- **ARBEITSAUFTRAG 1**
Gib einen Abschnitt aus dem Text über Charvel-Gitarren wortgetreu wieder. Setze bei den Worten „Außer den schönen“ ein und höre nach „äußerster Beliebtheit erfreuen.“ auf.
- **ARBEITSAUFTRAG 2**
Beantworte zum Text über Charvel-Gitarren folgende Fragen:
(a) Aus welchem Material ist die gesamte Hardware?
(b) Von welchen Herstellern stammen die Pickups?
(c) Wie viel kosten alte Originale mit gesuchter Graphik in gutem Zustand laut Text gern?

Hergestellt werden diese Kunstwerke von Grover Jackson, der früher Schecter-Gitarren baute. Man könnte jetzt seitenweise über diese Gitarren schwärmen, aber da der Platz eng bemessen ist, will ich in einigen Stichworten die besonderen Punkte aufzeigen. Alles ist handgefertigt, nichts wird in Dutzendware hergestellt. Jegliche Hardware ist aus Messing, manchmal unter einer schwarzen Lackierung versteckt. Komponenten wie Sattel und Tremolo sind optimal angebracht und eingestellt.
Den Hals kann ich gar nicht beschreiben, so gut hat er mir gefallen. Für die Bodies werden nur ausgesuchte Hölzer verwendet und das ist auch der Grund, weshalb man weitgehend auf Schlagbretter verzichtet hat. Die Gitarren werden mit Pickups von diMarzio und Seymour Duncan versehen. Nach den Wünschen vieler amerikanischer Live-Gitarristen hat man jeglichen überflüssigen Kram weggelassen. Sogar Tonregler werden nur auf Wunsch eingebaut.
Außer den schönen Naturhölzern kann man die Gitarren in den außergewöhnlichsten Farben und Formen bekommen. Sonderwünsche wie spezielle Graphiken, eingeleimter Hals, Halsform und Bodyform sind möglich. Dave Gilmour, die beiden ZZ-Top-Gitarristen und Eddie van Halen sind nur einige, die schon Besitzer einer solchen Gitarre sind. Da, wie schon erwähnt, alles Handarbeit ist, dürften pro Jahr nur eine ganz bestimmte, begrenzte Anzahl von ausgesuchten Modellen nach Deutschland kommen. Dementprechend sind natürlich auch die Preise. Ab 2.000,- geht es aufwärts. Aber es war ja schon immer teurer, einen exklusiven Geschmack zu haben….“ (
Fachblatt MusicMagazin April 1981)
Man kann also durchaus sagen, dass Charvel weltweit eine Geschichte hat und insbesondere bis 1985 höchstwertige Gitarren baute, die sich bis heute äußerster Beliebtheit erfreuen.
Die aktuellen SoCals sind in vielen Bereichen diesen frühen Gitarren nachempfunden. Da die alten Originale heute unerschwinglich sind (mit gesuchter Graphik in gutem Zustand gern > 5000 $), bringen die SoCals den Spirit dieser alten Monster zu vernünftigen Preisen in die heutige Zeit. Sie setzen eine tolle Tradition fort, erfüllen aber auch bestens die Anforderungen an heutige Musikstile.
Lange Rede, kurzer Sinn: Kaufen und genießen!

- **EINGABEDATEN**

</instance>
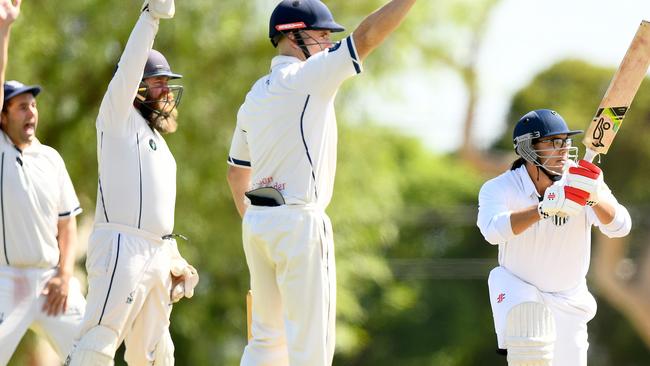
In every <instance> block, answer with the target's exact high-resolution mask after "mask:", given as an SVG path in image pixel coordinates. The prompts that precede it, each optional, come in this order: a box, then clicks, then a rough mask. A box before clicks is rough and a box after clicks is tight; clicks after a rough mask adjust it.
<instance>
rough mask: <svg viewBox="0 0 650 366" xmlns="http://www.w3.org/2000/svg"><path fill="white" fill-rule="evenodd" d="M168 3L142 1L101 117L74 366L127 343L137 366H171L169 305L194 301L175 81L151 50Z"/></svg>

- **ERGEBNIS 1**
Außer den schönen Naturhölzern kann man die Gitarren in den außergewöhnlichsten Farben und Formen bekommen. Sonderwünsche wie spezielle Graphiken, eingeleimter Hals, Halsform und Bodyform sind möglich. Dave Gilmour, die beiden ZZ-Top-Gitarristen und Eddie van Halen sind nur einige, die schon Besitzer einer solchen Gitarre sind. Da, wie schon erwähnt, alles Handarbeit ist, dürften pro Jahr nur eine ganz bestimmte, begrenzte Anzahl von ausgesuchten Modellen nach Deutschland kommen. Dementprechend sind natürlich auch die Preise. Ab 2.000,- geht es aufwärts. Aber es war ja schon immer teurer, einen exklusiven Geschmack zu haben….“ (
Fachblatt MusicMagazin April 1981)
Man kann also durchaus sagen, dass Charvel weltweit eine Geschichte hat und insbesondere bis 1985 höchstwertige Gitarren baute, die sich bis heute äußerster Beliebtheit erfreuen.

- **ERGEBNIS 2**
(a) Aus Messing.
(b) Von diMarzio und Seymour Duncan.
(c) Gern über 5000 $.